Text segment:
------------

It’s crowded, it’s dangerous, it was cloudy, and it’s about as touristy as the Oregon Coast gets. But somehow I totally enjoyed visiting Cape Kiwanda along the Tree Capes Scenic Loop off of US-101 south of Tillamook, OR. Maybe it’s because you can leave the crowds behind and explore a sandy ledge with enthralling views into the waves of the Pacific and interesting rock formations, there are fences to keep you away from the dangerous ledges and waves, the clouds didn’t diminish from the fun, and the tourists didn’t bother us. Besides, who doesn’t like a 240ft. sand dune?
We drove down to Cape Kiwanda after spending the morning at the Tillamook Cheese Factory (totally recommended; post coming soon!) By then (it was just after noon) the parking area was nearly full, the restaurants were in full swing (including music), and the beach was filled with cars, tourists, and even a school bus. Nearby hotels hung out their signs, and more locals and visitors were pouring out onto the beach. It was nearly reminiscent of visiting Florida a few years back – though I’d probably take this over Florida.

------------

Continue the Cape Kiwanda travel account above, starting right after its final sentence.

------------

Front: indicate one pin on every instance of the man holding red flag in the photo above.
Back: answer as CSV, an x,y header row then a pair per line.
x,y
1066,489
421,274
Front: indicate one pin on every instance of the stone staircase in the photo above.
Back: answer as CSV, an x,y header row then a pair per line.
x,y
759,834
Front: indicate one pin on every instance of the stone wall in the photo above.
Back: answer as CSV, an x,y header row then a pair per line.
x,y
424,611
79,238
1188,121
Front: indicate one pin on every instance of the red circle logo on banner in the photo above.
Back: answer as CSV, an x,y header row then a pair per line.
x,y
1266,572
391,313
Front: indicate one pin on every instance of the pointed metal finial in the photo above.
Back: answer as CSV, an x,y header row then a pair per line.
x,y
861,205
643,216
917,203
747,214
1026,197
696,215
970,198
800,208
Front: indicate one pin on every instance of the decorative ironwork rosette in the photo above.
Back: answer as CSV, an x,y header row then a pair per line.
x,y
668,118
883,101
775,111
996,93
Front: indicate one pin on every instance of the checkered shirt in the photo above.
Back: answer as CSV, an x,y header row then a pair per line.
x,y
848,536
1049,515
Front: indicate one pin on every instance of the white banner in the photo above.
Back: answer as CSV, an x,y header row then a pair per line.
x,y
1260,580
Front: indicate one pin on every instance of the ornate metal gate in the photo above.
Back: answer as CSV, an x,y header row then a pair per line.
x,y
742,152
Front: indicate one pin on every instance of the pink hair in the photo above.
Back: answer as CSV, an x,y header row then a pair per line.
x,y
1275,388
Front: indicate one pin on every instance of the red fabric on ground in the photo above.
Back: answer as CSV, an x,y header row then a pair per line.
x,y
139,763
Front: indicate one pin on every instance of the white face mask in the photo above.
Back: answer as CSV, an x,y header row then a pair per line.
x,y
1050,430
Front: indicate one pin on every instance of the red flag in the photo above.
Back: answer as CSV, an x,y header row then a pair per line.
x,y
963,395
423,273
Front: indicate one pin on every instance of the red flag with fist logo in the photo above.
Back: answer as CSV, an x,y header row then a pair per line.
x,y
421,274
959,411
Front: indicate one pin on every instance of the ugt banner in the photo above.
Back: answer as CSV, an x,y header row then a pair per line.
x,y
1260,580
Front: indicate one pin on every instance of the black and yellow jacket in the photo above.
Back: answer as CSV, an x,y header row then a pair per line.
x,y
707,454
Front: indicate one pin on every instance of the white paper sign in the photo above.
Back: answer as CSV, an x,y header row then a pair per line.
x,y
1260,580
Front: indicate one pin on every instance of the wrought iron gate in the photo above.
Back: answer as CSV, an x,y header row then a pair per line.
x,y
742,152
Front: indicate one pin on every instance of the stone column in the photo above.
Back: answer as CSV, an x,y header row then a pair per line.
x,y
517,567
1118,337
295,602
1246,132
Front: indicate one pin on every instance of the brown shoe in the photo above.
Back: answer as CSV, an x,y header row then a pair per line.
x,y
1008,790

------------

Response for this exercise:
We wandered past the cars and most of the tourists, heading generally in the direction of the 240ft. sand dune to the right as soon as you access the beach. The crowds thinned a bit as we got closer to the ocean, though families were enjoying the tide pools where the headland that has the sand dune meets the ocean. There is (or was – a couple months after we visited, some crazy locals knocked it over) a fun rock formation on top of the headland, but we couldn’t see it because the mist was too thick.
The dune isn’t like Great Sand Dunes or White Sands; it’s more like a headland with the side exposed and it’s total sand. I wondered at first if it would be as fun as a “real” sand dune, but I needn’t have worried.
Watching people scramble laboriously up the dune, we decided to try and go up the side. So we scrambled up toward what looks like a pass between the dune and the rock headland that goes out into the water. (There are moqui-step-like depressions in the rock to help you get up to the pass.)
Almost immediately, we left the crowds behind. A semi-social trail leads around the dune, and before we knew it, we could walk along the fence to views of the ocean crashing in a small cove made of rock. Watching the waves was mesmerizing, and the cove was really cool with its carved sandstone.
The fence continues along the side of the headland, finally ending at a point where you can look over more rock formations and north along the coastline.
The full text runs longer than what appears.